- Supplied records
————————

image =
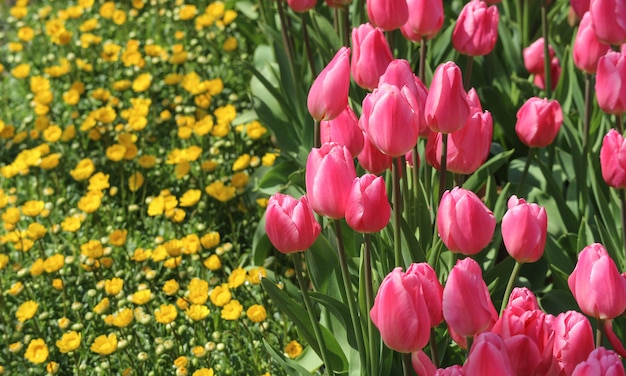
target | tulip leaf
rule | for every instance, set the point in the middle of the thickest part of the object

————————

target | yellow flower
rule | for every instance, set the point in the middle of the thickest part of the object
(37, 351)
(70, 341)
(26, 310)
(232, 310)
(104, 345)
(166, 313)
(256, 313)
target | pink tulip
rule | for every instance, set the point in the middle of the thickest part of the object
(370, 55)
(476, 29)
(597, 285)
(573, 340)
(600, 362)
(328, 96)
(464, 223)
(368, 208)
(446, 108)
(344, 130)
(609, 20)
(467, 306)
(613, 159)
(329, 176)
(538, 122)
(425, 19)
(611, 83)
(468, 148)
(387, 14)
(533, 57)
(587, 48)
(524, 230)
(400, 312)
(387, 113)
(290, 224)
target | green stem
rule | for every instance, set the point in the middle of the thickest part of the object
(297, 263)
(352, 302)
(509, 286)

————————

- Given problem
State how many lines of the records contain the string "tulip", matching case exactly. Reply with the number alone.

- Output for this exercise
2